**** LESETEXT ****

# Steckdose mit Webinterface



## Afgstyler (31. Aug 2012)

Hallo ihr Lieben,


ich bin neu hier in Forum und hoffe ihr könnt mir helfen!
Also folgende Frage habe ich, ich habe eine Mehrfachsteckdose die TCP/IP unterstützt und das Protokoll HTTP. Ich möchte jetzt per JAVA Script HTTP Request machen und damit die Steckdose steuern, die Steckdose hat ein Webinterface! Weil ich von Java Scripting keine ahnung habe wäre es nett wenn hier mir Tipps geben würdet wie ich da vorran gehen soll.




Gruß, Afgstyler


----------



## oversoul (31. Aug 2012)

Erstmal eine eine kleine Frage:

Willst du jetzt Java oder Javascript nutzen um deine Steckdosenleiste zu steuern?


Bedenke, dass Java und Javascript keine Ähnlichkeiten haben bis auf einen Teil im Namen haben. 
Mittels Java kann man richtige Programme schreiben ( auch mit Netzwerkfunktionalitäten ), während man mit JavaScript 
eher Scripte auf Webseiten erstellt um diverse Effekte zu erzeugen oder ähnliches.

(ausnahme bei Javascript ist JNode)


----------



## nillehammer (31. Aug 2012)

Also der Unterschied JavaScript zu Java ist schon erklärt. Du willst wahrscheinlich einfach ein Programm haben, das so wie ein Browser die Funktionen des Webinterfaces Deiner Steckdose aufruft. Das geht mit Java. So würde ich vorgehen:
- Beschäftige Dich mit HTTP (Was ist ein Request? Welche Arten von Request gibt es? Wie werden diese von einem Server beantwortet?
- Schnappe Dir einen Browser, mit dem Du Deine Requests und die Responses des Webinterfaces analysieren kannst (z.B. Firefox mit HttpLiveHeaders). Damit kriegst Du raus, welche Requests das Webinterface erwartet
- Programmiere einen Java-Client, der diese Requests absetzt. Entweder von ganz unten mit HttpURLConnection oder mit Client-Frameworks à la Apache HttpClient oder HtmlUnit.

**** AUSZUG AUS DATENSATZ ****

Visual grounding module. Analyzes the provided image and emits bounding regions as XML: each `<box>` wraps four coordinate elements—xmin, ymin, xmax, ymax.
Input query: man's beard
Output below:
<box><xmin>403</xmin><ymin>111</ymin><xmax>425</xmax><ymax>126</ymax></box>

****

> [GESTELLTE AUFGABE] Welchen Browser mit welcher Erweiterung nennt nillehammer im Lesetext über die Steckdose mit Webinterface als Beispiel, um Requests und Responses zu analysieren? Das Material steht in keinem Zusammenhang mit dem Lesetext.

> [ANTWORT] Firefox mit HttpLiveHeaders.